#### TRECHO DO TEXTO
↓↓↓

- Há spoilers. Leia, aqui, as críticas de todos os episódios da série e, aqui, de todo nosso material do universo The Walking Dead.
Fecha a matraca, Morgan!!!
– coadjuvantes de luxo em linha de diálogo cortada do episódio
Claro que isso não aconteceu, mas, em minha mente, na medida em que assistia USS Pennsylvania, ficava imaginando uma discussão ferrenha entre a diretora Heather Cappiello e os roteiristas Nazrin Choudhury e Nick Bernardone em que a primeira queria fazer um episódio intimista, de espaço confinado, retornando às raízes do horror de zumbi, enquanto os outros dois se recusavam a aceitar algo assim e teimavam em inserir diálogos existencialistas mequetrefes e novos exemplos de culpas variadas e respectivas tentativas de expiação, para dar um verniz a Fear the Walking Dead que a série nunca realmente soube trabalhar. O resultado foi um “episódio cabo de guerra”, que hora caminhava em uma direção clássica e, convenhamos, alvissareira e outras várias horas parava tudo para diálogos bobalhões intermináveis em especial focados no desgastado e perdido Morgan Jones.
Logo na abertura, com Teddy, o maluco-mor, conversando – ou melhor, doutrinando – Dakota, digo Sioux, ou a maluca-júnior em um escuro opressor em que víamos os dois, imediatamente detectei uma promessa de coisa muito boa em USS Pennsylvania. A insanidade convergente dos dois, que logo é acompanhada pela de Riley, o maluco-minion, revelado como ex-marinheiro daquele mesmo submarino, uma explicação simples e eficiente que torna todo o plano apocalíptico de Teddy instantaneamente crível, é algo saboroso de se ver e o verdadeiro destaque do roteirode Choudhury e Bernardone, talvez o único momento de convergência verdadeira e eficiente entre texto e imagem do episódio.
E o pior é que todo o restante, com Morgan e seus coadjuvantes desimportantes (alguns deles sequer entram no submarino e outros só têm suas vozes ouvidas, o que revela o quanto a série inchou de personagens e o quanto os showruunners não fazem ideia do que fazer com eles) entrando no submarino tinha tudo, absolutamente tudo para trazer momentos de tensão e sustos genuínos, algo que há muito não se vê na série. E tudo começa bem, com o primeiro zumbi marinheiro atacando Morgan logo quando ele desce da escada, em um jump scare maroto, mas começa a degringolar imediatamente depois com aquela conversa estranhíssima dele com Grace, dizendo que ela é uma espécie de messias que, na ausência dele, tem que guiar o povo para a Terra Prometida. O que raios foi isso, minha gente? Já não basta um maluco-mor? Precisamos de dois? E o mais hilário é Grace concordar, ainda que tacitamente, com essa sandice e ficar para trás para servir de contato com o pessoal da base da marinha, com perguntas genéricas do tipo “para onde vamos agora?” sendo que nem ela, nem o pessoal de lá jamais poderia responder a essa pergunta com alguma coisa que não fosse “sei lá, minha filha!”.

↑↑↑

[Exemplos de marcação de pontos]
↓↓↓

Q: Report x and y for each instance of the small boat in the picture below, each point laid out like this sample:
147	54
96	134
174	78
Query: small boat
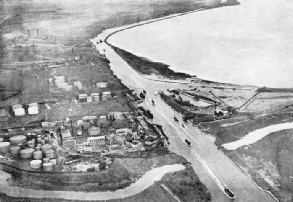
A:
187	142
229	193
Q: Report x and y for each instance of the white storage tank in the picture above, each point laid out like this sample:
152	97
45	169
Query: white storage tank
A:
48	166
102	85
19	112
4	147
89	99
27	153
36	164
18	139
14	150
97	98
67	88
59	77
16	107
82	97
33	105
33	110
94	131
77	84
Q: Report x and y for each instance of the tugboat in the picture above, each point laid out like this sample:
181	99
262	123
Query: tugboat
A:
229	193
187	142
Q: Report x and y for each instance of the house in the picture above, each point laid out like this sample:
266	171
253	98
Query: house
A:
115	115
96	141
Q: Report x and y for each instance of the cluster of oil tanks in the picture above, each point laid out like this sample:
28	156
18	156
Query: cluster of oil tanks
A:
40	149
96	97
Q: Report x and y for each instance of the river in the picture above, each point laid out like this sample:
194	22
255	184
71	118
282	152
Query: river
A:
257	135
215	170
246	44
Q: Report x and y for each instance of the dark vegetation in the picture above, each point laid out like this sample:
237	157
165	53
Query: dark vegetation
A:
145	66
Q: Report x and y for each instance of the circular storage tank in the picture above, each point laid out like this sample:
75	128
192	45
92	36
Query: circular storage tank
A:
14	150
79	132
18	139
94	131
85	125
46	147
48	166
96	98
54	161
38	155
27	153
4	147
35	164
19	112
89	99
33	110
104	123
46	160
31	144
120	124
50	154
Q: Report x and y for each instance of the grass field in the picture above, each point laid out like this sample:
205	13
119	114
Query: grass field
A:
268	161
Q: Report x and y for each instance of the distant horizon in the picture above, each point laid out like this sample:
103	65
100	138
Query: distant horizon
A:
251	48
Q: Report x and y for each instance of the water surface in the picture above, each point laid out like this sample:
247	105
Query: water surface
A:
247	44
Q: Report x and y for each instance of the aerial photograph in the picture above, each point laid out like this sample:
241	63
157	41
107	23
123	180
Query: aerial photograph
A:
146	101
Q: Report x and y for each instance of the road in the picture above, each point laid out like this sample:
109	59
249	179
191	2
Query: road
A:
213	167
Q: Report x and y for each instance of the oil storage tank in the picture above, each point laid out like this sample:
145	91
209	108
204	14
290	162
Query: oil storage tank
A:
4	147
18	139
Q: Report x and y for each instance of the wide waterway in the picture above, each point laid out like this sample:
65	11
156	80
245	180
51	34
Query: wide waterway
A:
214	169
257	135
246	44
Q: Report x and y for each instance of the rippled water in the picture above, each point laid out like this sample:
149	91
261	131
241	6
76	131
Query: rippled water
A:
247	44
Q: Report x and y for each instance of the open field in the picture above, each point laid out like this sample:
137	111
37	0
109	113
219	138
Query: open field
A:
268	161
40	40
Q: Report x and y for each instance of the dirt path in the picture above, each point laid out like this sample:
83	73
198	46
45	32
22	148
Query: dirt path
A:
140	185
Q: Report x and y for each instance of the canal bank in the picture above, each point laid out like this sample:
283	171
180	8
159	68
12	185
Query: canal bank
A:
244	189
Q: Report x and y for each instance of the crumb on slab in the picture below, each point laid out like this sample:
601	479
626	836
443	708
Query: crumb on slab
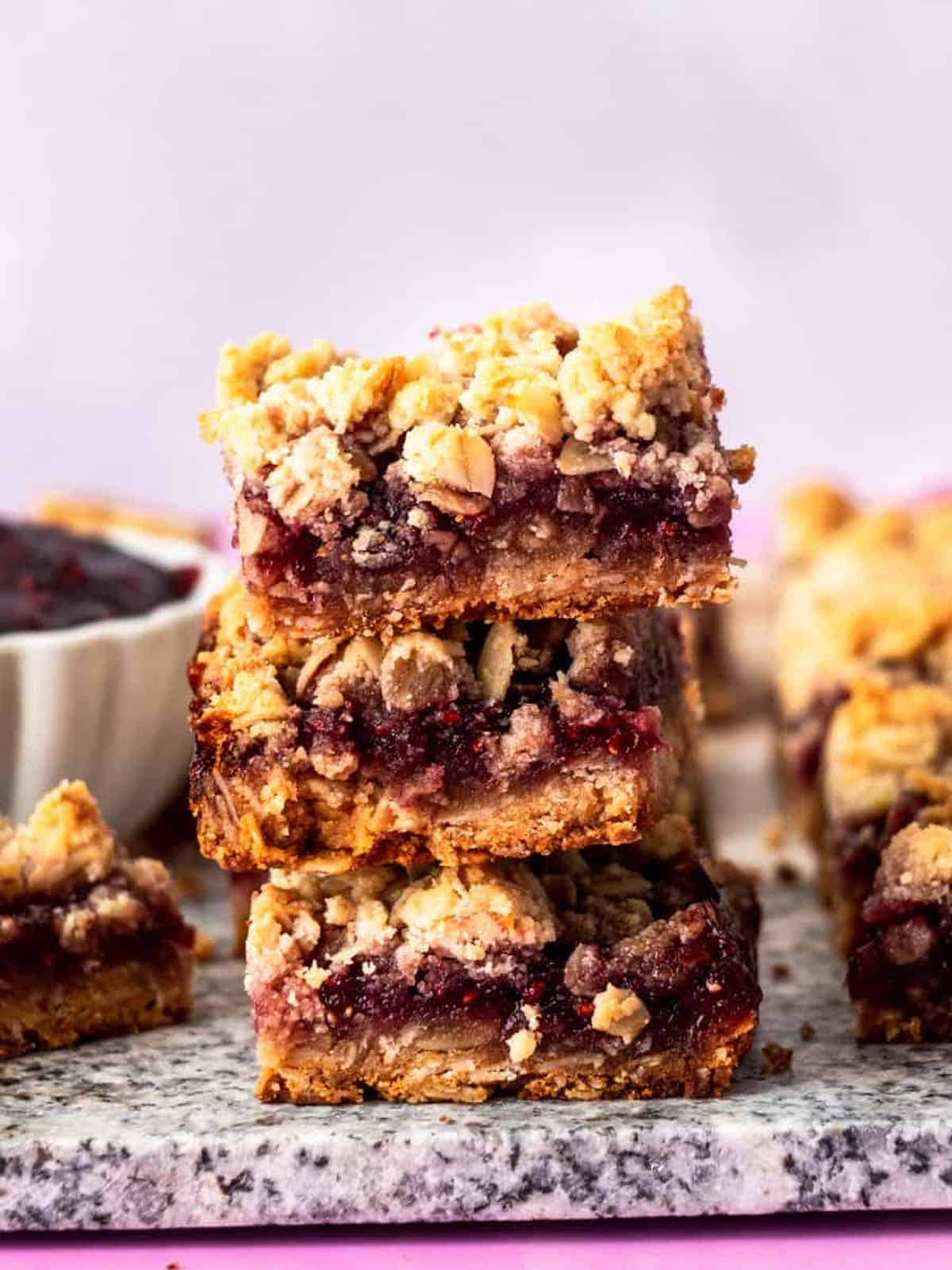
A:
774	1060
205	945
774	832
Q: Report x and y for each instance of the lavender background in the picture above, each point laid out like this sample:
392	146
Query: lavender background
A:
182	175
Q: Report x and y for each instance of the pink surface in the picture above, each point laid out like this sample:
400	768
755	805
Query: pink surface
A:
852	1242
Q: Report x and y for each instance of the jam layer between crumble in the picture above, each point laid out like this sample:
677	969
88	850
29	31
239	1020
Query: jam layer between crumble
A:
683	978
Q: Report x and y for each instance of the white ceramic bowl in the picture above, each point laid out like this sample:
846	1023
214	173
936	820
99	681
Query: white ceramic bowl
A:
106	702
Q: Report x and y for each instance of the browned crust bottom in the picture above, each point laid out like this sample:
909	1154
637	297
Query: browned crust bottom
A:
109	1001
555	586
890	1024
441	1076
582	806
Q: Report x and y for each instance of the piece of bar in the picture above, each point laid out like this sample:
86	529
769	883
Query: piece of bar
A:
888	856
520	470
92	943
873	594
499	740
608	973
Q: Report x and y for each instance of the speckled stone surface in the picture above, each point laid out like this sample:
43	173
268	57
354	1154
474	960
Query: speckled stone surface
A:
163	1130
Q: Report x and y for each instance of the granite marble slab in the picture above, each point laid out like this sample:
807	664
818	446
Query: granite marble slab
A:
164	1130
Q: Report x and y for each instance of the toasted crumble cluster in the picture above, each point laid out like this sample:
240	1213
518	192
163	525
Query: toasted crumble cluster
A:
315	429
63	846
67	856
475	914
254	685
877	738
875	592
808	516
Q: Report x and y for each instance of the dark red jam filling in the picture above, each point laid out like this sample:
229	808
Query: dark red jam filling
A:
31	943
903	954
857	848
904	959
695	988
456	743
51	579
626	521
808	732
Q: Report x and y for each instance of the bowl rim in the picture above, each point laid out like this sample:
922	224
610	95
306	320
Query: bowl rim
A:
171	554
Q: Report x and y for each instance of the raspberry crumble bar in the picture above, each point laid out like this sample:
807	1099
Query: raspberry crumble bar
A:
865	592
520	469
888	856
581	976
92	943
489	740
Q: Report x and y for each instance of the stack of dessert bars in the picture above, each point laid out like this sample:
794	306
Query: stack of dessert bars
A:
865	690
448	708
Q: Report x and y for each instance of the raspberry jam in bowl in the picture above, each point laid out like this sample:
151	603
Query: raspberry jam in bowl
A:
52	579
95	633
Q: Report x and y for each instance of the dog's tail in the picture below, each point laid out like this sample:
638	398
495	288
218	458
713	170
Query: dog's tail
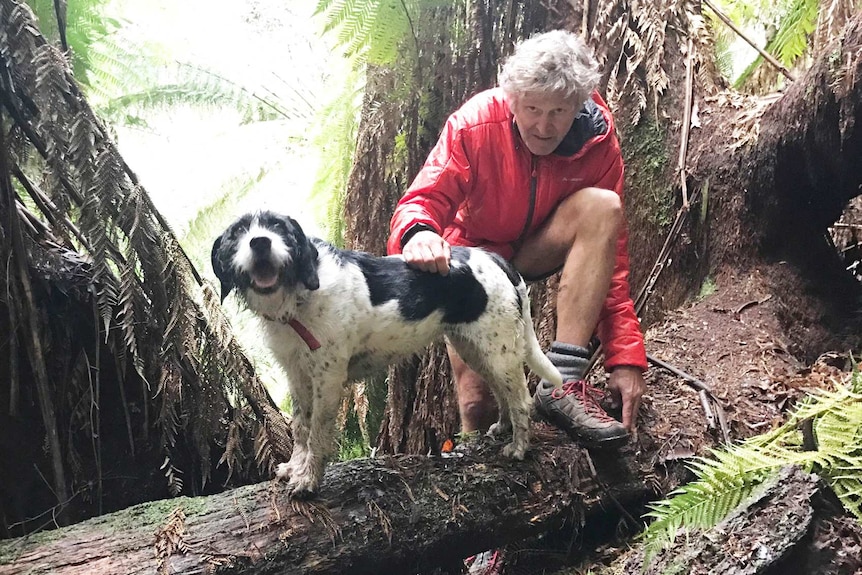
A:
536	358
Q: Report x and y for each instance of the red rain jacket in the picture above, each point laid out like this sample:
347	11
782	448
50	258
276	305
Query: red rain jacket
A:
481	186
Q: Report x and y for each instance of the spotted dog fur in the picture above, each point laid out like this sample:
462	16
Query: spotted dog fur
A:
367	312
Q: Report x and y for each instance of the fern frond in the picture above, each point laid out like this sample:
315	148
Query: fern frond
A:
732	474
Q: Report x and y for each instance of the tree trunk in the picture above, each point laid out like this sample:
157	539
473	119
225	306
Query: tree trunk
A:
393	514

↑↑↑

#### INSTRUÇÃO 1
Segundo a crítica, o que Riley é revelado como sendo?
#### INSTRUÇÃO 2
Mostre cada linha dos registros em que aparece a palavra "dark", levando em conta maiúsculas e minúsculas.

#### RESPOSTA ESCRITA 1
Riley é revelado como ex-marinheiro daquele mesmo submarino.

#### RESPOSTA ESCRITA 2
Q: Report x and y for each instance of the dark vegetation in the picture above, each point laid out like this sample:
Query: dark vegetation
Q: Report x and y for each instance of the dark red jam filling in the picture above, each point laid out like this sample:
Query: dark red jam filling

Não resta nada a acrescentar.